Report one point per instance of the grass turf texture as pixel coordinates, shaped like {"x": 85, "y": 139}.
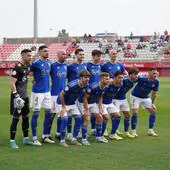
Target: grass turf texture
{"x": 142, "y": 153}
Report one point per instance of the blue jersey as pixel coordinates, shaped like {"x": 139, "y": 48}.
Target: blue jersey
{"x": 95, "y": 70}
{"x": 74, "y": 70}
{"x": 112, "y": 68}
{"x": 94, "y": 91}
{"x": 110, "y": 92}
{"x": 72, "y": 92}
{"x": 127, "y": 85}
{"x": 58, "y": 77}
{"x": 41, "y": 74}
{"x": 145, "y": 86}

=-=-=

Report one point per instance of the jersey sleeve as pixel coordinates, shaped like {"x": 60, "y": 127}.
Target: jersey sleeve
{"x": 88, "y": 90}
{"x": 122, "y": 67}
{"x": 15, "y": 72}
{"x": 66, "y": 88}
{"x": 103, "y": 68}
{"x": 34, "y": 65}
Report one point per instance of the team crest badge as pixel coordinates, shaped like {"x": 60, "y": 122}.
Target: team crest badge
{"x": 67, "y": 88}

=-=-=

# YOUR GOAL
Show each line of the material that includes the string "instance" by copying it.

# RESULT
Report one point per instance of the grass turf texture as pixel coordinates, shaped like {"x": 85, "y": 139}.
Report one point per instance of the blue jersey as pixel coordinates, shaped like {"x": 139, "y": 48}.
Report one point per instance of the jersey sleeve as pixel coordinates, shaped like {"x": 60, "y": 127}.
Report one point per instance of the team crest badge as pixel coordinates, shaped like {"x": 60, "y": 122}.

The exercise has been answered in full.